_WHAT YOU NEED TO DO_
Copy out only the stretch of the listing from the line containing "Pick-planner input: for every instance of the brown" through the line containing "point(23, 350)", swapping "leather" for "suede" and keeping everything else the same.
>> BEGIN ENTRIES PROVIDED
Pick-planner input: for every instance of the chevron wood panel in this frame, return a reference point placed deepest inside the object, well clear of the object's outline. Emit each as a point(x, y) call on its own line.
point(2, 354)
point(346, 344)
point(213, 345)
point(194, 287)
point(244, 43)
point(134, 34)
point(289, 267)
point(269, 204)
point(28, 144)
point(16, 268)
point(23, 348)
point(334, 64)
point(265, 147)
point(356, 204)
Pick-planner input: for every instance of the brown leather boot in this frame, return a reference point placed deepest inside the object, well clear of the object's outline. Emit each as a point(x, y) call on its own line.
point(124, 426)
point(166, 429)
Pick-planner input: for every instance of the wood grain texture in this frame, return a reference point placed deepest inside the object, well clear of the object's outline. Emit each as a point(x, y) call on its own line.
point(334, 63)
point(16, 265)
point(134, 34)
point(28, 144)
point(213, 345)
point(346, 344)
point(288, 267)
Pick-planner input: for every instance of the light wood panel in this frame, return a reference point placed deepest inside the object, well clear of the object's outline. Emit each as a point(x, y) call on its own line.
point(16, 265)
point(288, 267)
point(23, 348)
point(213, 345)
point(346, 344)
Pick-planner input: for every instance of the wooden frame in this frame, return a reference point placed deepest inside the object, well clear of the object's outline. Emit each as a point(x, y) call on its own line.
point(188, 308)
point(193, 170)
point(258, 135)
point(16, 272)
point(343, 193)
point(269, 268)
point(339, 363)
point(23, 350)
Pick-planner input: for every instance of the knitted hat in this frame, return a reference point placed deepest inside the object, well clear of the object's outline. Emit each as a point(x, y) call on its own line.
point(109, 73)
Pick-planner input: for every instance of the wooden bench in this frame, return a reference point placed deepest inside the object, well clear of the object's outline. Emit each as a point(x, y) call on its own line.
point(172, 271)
>> END ENTRIES PROVIDED
_RESPONSE TO THE TASK_
Pick-planner input: for every instance of the brown suede boot in this frame, return a reference point placed deepest inside the object, well clear of the object's outline. Emit each as a point(x, y) call on its own line.
point(124, 426)
point(166, 429)
Pick-planner input: for every instance of the wood grain texture in this frame, return a reference point placed deepest inside the object, well clear of the object's outline. Emit each as a point(x, y) call on its own line.
point(334, 63)
point(16, 265)
point(134, 34)
point(28, 144)
point(213, 345)
point(346, 344)
point(288, 267)
Pick-planner input: for every instance of the light wood panel in this frame, return a reference point placed deepest inside the object, well clear of the object's outline. Emit each as a point(x, y) call on its own line.
point(16, 265)
point(288, 267)
point(23, 348)
point(213, 345)
point(346, 344)
Pick-planner input: for every instance of the wooden frame in this frame, return a reference point placed deepest inside the object, well clear of the object's outline. Emit each as a point(x, y) call on its own line.
point(188, 308)
point(193, 170)
point(258, 135)
point(16, 272)
point(343, 193)
point(269, 268)
point(339, 363)
point(23, 350)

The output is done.